■ **WRITTEN TASK**
Please print every line from the one containing "For every instance of the branch" through the last line of the records below, exactly as written and nothing more.

■ **DATA LINES**
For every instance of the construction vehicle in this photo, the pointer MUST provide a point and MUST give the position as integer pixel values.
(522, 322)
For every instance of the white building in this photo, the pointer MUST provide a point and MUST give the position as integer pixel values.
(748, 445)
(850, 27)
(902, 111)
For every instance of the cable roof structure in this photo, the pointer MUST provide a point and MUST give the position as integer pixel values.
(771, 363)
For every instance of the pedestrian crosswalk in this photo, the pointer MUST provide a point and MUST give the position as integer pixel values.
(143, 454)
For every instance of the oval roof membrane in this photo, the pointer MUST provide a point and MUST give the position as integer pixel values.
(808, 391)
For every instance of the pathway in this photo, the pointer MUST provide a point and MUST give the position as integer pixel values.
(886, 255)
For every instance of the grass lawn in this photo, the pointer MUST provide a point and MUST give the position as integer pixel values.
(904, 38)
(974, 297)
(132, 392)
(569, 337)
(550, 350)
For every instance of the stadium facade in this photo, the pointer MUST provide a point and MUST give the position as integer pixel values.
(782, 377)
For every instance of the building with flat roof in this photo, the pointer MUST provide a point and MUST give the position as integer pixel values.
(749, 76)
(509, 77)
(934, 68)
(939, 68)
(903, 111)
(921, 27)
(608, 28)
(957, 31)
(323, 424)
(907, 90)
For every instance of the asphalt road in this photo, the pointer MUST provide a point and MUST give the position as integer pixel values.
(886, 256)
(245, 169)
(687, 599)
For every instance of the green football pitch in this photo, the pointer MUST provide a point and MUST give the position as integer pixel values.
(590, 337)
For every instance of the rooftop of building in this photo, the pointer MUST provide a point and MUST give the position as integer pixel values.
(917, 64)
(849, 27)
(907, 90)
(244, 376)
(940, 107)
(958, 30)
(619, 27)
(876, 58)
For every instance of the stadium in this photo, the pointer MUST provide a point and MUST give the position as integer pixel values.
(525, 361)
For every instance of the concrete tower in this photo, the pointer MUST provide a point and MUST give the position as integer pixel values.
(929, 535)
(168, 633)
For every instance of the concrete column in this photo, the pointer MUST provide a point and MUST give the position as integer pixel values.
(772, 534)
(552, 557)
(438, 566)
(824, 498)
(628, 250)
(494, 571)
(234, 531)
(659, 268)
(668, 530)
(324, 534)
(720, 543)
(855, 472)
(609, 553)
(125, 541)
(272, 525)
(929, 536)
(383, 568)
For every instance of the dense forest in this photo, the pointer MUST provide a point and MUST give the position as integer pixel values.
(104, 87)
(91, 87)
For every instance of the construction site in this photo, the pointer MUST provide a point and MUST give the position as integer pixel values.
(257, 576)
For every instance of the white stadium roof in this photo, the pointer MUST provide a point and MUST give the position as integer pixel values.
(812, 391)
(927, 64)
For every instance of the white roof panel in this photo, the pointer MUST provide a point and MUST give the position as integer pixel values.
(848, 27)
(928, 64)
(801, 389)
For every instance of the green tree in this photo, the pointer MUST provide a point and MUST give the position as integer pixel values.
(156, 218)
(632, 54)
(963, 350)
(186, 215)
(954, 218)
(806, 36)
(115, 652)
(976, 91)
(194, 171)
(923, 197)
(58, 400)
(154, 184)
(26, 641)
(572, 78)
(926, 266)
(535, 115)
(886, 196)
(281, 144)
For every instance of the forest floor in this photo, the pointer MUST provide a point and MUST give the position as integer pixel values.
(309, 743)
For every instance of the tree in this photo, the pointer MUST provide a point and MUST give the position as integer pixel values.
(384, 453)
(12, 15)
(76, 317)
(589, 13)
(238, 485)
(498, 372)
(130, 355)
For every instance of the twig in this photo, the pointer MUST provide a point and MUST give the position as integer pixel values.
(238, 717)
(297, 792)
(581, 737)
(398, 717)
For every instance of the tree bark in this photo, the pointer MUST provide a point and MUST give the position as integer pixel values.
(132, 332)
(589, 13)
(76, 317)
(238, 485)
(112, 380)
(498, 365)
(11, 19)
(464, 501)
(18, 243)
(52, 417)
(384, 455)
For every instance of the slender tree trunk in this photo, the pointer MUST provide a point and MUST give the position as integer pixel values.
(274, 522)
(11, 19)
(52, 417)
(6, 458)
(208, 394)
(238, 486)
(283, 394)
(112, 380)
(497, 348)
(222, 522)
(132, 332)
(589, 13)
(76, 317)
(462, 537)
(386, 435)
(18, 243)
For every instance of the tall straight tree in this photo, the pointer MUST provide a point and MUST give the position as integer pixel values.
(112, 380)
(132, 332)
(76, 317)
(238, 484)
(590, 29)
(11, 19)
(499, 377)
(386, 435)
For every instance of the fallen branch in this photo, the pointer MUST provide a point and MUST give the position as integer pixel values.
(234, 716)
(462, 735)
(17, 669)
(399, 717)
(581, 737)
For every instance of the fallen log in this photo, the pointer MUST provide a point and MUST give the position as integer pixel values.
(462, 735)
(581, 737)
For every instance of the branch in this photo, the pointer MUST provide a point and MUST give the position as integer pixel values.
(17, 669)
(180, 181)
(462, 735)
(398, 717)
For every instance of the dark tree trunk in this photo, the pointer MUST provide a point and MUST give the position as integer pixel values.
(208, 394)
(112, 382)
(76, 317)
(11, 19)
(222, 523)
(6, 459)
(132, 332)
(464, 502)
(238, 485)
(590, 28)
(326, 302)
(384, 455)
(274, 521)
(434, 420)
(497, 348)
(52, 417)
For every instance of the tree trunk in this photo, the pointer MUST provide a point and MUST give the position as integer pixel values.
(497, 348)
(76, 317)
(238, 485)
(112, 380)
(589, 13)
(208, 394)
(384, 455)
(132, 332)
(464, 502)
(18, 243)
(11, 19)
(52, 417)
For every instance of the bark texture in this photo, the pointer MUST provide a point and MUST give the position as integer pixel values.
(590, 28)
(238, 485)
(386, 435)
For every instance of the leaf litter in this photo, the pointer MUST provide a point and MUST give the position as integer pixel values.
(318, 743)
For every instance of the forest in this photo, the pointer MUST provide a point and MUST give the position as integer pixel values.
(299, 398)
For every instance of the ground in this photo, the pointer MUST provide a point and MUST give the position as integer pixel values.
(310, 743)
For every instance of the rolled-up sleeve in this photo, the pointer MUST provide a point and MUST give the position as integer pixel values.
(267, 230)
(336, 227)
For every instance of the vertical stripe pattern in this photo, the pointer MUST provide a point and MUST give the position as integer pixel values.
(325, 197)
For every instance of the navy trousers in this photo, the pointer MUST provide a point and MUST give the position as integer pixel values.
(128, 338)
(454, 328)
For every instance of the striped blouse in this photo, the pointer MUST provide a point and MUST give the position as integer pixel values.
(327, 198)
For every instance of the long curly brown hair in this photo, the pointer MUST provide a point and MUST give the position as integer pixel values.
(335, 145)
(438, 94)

■ **RIGHT ANSWER**
For every instance of the branch in this photo, the pointer MUST provide a point and MUST give the position as integer pixel values.
(17, 669)
(180, 181)
(462, 735)
(398, 717)
For every instance of the dark tree trunk in this photo, the pointer MUST provide a point and MUST give the position as integer pixel values.
(208, 394)
(112, 382)
(76, 317)
(11, 19)
(222, 523)
(6, 459)
(132, 332)
(464, 502)
(238, 485)
(590, 28)
(326, 302)
(384, 455)
(274, 521)
(434, 420)
(497, 348)
(52, 417)
For every instance of the tree trunk in this photo, the pointer MUST provide a point and MUST give the position as integer pixel values.
(497, 348)
(76, 317)
(238, 485)
(112, 380)
(589, 13)
(208, 394)
(384, 455)
(132, 332)
(464, 502)
(18, 243)
(11, 19)
(52, 417)
For every instance of the bark texture in this photo, the pointer MUST provide a point and MUST give the position as integer pixel values.
(590, 28)
(238, 485)
(386, 435)
For every instance of the leaf litter in this photo, the pointer MUST provide a point and MUST give the position as integer pixel values.
(318, 743)
For every instance of the forest in this photo, the pointer MUST provide a point and MUST give the position as integer pixel values.
(299, 398)
For every instance of the ground in this photo, the pointer MUST provide a point and MUST give the position as integer pixel values.
(310, 743)
For every instance of the rolled-up sleeve in this photo, the pointer MUST provide a point and MUST give the position as integer pixel values.
(267, 230)
(336, 227)
For every instance of the vertical stripe pattern in this photo, the pointer MUST provide a point and MUST give the position as integer pixel values.
(325, 197)
For every instance of the navy trousers in this photo, the pointer MUST provide a point and MUST give the position as integer pixel values.
(128, 338)
(454, 328)
For every instance of the striped blouse in this photo, the pointer MUST provide a point and MUST give the position as integer pixel values.
(327, 198)
For every instance of the long curly brown hair in this photo, the pointer MUST provide a point and MUST give the position as integer pixel values.
(335, 145)
(438, 94)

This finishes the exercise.